▶ **Supplied text**

Correlation and Prediction

Learning Goals

Lesson

i
"""Correlation and regression for lines vs. functions per file."""

import polars as pl
from scipy import stats

py = pl.read_csv("data/py_func_counts.csv")
js = pl.read_csv("data/js_func_counts.csv")

for lang, df in [("Python", py), ("JavaScript", js)]:
    clean = df.drop_nulls(["lines", "functions"]).filter(pl.col("functions") > 0)
    r, p = stats.pearsonr(clean["lines"].to_numpy(), clean["functions"].to_numpy())
    print(f"{lang}: Pearson r = {r:.3f}, p = {p:.2e}")

# Linear regression on Python data
clean_py = py.drop_nulls(["lines", "functions"]).filter(pl.col("functions") > 0)
x = clean_py["lines"].to_numpy()
y = clean_py["functions"].to_numpy()
slope, intercept, r, p, se = stats.linregress(x, y)
print(
    f"\nPython regression: slope = {slope:.4f}, intercept = {intercept:.2f}, R² = {r**2:.3f}"
)
residuals = y - (slope * x + intercept)
print(f"Residual std: {residuals.std():.2f}")

Check Understanding

If Pearson r = 0.8 between lines-per-file and functions-per-file, can you conclude that longer files cause more functions to be defined?

No. Correlation does not imply causation. Both variables could be driven by a third factor, such as the age of the codebase or the programming style of a particular team. Longer files might accumulate more functions simply because the same developer who writes long files also writes many functions; the file length itself might not cause anything. To make a causal claim you would need to control for confounds or run an experiment.

The following code computes R² incorrectly. What is the bug and how do you fix it?
slope, intercept, r, p, se = stats.linregress(x, y)
print(f"R² = {r:.3f}")

stats.linregress returns the Pearson correlation coefficient r, not R². To get R² you must square it:

slope, intercept, r, p, se = stats.linregress(x, y)
print(f"R² = {r**2:.3f}")

Printing r directly gives a value between -1 and 1 that looks plausible but is wrong. For r = 0.806, the code prints 0.806 instead of the correct R² ≈ 0.650.

A residual plot shows a fan shape: residuals are small for files with few predicted functions and large for files with many predicted functions. What does this indicate about the model?

▶ **Actions to take**
• A. According to the correlation lesson, what is the correct R² when r = 0.806?
• B. Pick up the correlation and regression lesson right after its last sentence and keep writing it in the same style.

▶ **Given data**
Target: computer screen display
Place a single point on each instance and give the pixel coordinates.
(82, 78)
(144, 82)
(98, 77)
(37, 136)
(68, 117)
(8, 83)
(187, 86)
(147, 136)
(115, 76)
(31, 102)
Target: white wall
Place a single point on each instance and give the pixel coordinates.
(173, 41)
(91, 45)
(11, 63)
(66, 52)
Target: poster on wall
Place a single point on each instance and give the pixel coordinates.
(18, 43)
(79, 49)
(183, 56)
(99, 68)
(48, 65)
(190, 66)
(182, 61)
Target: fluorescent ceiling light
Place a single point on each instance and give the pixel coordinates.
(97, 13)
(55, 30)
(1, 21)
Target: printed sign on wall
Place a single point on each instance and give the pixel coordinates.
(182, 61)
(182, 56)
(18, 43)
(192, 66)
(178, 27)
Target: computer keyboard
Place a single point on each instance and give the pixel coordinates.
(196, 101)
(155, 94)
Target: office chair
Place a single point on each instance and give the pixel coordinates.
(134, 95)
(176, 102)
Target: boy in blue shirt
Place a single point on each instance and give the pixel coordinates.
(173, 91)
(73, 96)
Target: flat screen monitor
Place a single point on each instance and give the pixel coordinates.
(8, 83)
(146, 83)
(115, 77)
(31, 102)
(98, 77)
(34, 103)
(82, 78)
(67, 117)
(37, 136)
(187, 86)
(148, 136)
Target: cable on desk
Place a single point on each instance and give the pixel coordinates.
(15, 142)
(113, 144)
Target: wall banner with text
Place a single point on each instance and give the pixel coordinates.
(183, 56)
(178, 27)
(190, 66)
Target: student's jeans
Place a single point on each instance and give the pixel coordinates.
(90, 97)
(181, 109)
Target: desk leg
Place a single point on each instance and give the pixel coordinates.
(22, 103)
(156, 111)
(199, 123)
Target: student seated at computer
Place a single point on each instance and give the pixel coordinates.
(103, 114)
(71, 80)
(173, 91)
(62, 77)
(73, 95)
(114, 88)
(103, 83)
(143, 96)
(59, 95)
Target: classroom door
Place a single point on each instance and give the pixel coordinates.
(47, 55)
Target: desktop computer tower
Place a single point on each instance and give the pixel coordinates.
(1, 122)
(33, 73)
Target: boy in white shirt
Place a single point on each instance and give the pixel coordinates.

▶ **Set of answers**
• A. About 0.650.

• B.
The fan shape indicates heteroscedasticity: the variance of the prediction error is not constant but grows with the predicted value. A plain linear regression assumes constant variance, so its confidence intervals and standard errors for large files will be too narrow. One common remedy is to log-transform the outcome variable, which often stabilizes variance when the data spans several orders of magnitude.

You are comparing lines-per-file to functions-per-file in a dataset where 90% of files have fewer than 100 lines but a handful have more than 10,000 lines. When would Spearman rank correlation give a more reliable answer than Pearson r?

Pearson r is sensitive to outliers because it is calculated from the raw values. A handful of extremely long files will pull the regression line toward them and inflate r, giving the impression of a stronger or weaker linear relationship than exists for the majority of files. Spearman r replaces raw values with ranks, so those giant files simply become "the largest" rather than values 100 times bigger than everything else. Spearman is more reliable here because it describes the relationship across the full distribution rather than being dominated by the extreme tail.

Exercises

Spearman vs. Pearson

Compute the Spearman rank correlation between lines-per-file and functions-per-file for both the Python and JavaScript datasets using scipy.stats.spearmanr. Compare each Spearman value to the corresponding Pearson r. For which language does the gap between the two measures suggest the relationship is driven by outliers? Describe the characteristics of a file for which Spearman would be substantially more reliable than Pearson, and explain why in terms of what each measure actually computes.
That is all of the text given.